- **What the exercise asks**
Write out every entry word for word.

- **Data provided**
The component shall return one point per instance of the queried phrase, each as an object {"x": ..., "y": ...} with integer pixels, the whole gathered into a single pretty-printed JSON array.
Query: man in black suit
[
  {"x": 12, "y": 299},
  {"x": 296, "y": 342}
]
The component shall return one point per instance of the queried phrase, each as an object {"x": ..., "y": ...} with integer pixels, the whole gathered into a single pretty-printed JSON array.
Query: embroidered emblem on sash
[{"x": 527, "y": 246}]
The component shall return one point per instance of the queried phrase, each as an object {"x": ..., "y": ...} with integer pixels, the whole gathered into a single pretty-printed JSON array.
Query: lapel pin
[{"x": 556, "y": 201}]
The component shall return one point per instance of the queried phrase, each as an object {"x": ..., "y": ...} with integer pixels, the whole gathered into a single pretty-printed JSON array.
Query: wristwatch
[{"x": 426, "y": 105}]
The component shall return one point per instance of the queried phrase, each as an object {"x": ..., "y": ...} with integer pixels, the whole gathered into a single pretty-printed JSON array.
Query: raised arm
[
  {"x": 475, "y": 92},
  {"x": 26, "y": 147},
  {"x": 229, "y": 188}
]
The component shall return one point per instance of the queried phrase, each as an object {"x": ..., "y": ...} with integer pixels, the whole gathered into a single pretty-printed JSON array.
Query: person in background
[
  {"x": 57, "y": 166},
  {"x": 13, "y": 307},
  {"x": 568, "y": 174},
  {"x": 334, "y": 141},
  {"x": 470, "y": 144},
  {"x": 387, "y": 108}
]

- **Result of the exercise**
The component shall return one point per instance of the queried phrase, each as an object {"x": ..., "y": ...} with integer pixels, the whole gathered into a single pretty-printed JSON array.
Query: man in black suit
[
  {"x": 12, "y": 299},
  {"x": 296, "y": 342}
]
The component shall return one point per instance of the queried phrase, each as an object {"x": ..., "y": ...} with integer pixels, the whole gathered into a single pretty-printed JSON array.
Query: embroidered emblem on sash
[{"x": 527, "y": 246}]
The component shall return one point per instance of the queried phrase, each as an object {"x": ..., "y": ...} with integer pixels, the whole gathered into a single pretty-printed JSON array.
Query: lapel pin
[{"x": 556, "y": 201}]
The component shall return one point per instance of the queried phrase, each as an object {"x": ..., "y": ...} with integer pixels, the whole gathered into a single pretty-printed JSON array.
Query: wristwatch
[{"x": 426, "y": 105}]
The component shall return one point per instance of the queried phrase, each as an object {"x": ..., "y": ...} with integer pixels, the whole gathered into a single pretty-printed JSON array.
Query: raised arm
[
  {"x": 475, "y": 92},
  {"x": 26, "y": 147},
  {"x": 229, "y": 188}
]
The component shall return one point per instance of the queried phrase, each as an object {"x": ..., "y": ...} with integer pixels, the whole gathered into a single pretty-printed JSON array.
Query: person in background
[
  {"x": 57, "y": 166},
  {"x": 13, "y": 307},
  {"x": 568, "y": 174},
  {"x": 334, "y": 141},
  {"x": 470, "y": 144},
  {"x": 387, "y": 108}
]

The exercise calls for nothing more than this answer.